→ **How to complete this task**: In the essay excerpt about sharing personal wounds in writing, what is the title of the book the writer wrote about growing up in a cult?

This brings me back to my internal conflict. When I look back on personal essays and short memoirs I’ve shared in the past twenty-five years, I sometimes cringe. I wonder if sharing some of my particular wounds is self-indulgent or necessary. I wonder if there are enough readers out there who would benefit from my story, or if I the damage I might cause to someone I love is worth it. It’s a tender balance that I continue to contemplate.
When I wrote the book Heretic: A Story Of Spiritual Liberation In Poems, I knew it would ruffle feathers. I knew it wouldn’t be for everyone. Not only that, it also painted some relatives and past friends—who are still members—in a not so flattering light. I prepared myself for, and expected a limited audience as I wrote about growing up in a cult. However, it wasn’t as niche as a subject as I had originally thought. What is wildly personal, is also deeply universal. And although my readership is small, the relatability of the experience isn’t. Whether someone has actually grown up in a religous cult or not, most people have spent phases of their lives under some kind of opressive , or, the unrealistic expectations of others. They know what it’s like to feel pressured to conform in order to find acceptance with a family, a group or community.

→ **Information**:
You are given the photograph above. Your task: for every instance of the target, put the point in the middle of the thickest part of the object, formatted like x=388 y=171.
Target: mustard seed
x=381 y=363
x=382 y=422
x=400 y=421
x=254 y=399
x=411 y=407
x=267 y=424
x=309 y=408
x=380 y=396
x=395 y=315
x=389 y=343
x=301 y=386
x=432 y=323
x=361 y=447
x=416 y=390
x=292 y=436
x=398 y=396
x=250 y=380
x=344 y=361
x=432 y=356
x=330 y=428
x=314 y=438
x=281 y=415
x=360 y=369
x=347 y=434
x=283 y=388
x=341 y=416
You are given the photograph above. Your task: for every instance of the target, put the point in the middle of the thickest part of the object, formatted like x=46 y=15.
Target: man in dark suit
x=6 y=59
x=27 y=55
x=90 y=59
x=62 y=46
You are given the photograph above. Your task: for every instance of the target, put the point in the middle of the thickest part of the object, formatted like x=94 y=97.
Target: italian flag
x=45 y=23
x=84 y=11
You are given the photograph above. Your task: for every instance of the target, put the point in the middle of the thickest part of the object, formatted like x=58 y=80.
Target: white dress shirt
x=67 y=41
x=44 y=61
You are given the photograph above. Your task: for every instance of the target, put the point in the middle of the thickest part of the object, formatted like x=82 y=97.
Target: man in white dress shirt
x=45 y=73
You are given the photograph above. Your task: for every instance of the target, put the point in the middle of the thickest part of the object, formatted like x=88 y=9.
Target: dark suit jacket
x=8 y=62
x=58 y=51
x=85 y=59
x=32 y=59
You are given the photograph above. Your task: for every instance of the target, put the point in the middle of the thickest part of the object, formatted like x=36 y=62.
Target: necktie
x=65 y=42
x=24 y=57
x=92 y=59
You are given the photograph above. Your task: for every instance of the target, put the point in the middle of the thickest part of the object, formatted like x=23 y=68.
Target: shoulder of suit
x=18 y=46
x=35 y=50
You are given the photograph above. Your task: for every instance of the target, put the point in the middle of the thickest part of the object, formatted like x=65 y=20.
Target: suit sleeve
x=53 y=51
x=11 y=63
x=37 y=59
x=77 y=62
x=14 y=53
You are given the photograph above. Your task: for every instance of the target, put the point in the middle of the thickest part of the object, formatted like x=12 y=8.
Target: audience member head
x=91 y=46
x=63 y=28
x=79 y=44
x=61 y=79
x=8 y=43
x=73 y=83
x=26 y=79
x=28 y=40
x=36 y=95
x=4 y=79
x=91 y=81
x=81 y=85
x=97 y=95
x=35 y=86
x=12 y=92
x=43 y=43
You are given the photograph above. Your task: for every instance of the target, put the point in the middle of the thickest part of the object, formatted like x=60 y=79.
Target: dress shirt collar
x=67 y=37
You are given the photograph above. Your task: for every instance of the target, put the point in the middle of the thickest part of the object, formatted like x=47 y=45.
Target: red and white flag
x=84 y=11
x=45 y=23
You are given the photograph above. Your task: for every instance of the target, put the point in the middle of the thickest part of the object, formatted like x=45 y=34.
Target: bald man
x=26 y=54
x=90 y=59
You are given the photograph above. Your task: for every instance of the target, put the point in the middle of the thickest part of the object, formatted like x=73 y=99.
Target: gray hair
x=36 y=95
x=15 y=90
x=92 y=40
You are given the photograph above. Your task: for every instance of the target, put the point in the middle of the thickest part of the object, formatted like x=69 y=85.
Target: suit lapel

→ **Answer for the task**: Heretic: A Story Of Spiritual Liberation In Poems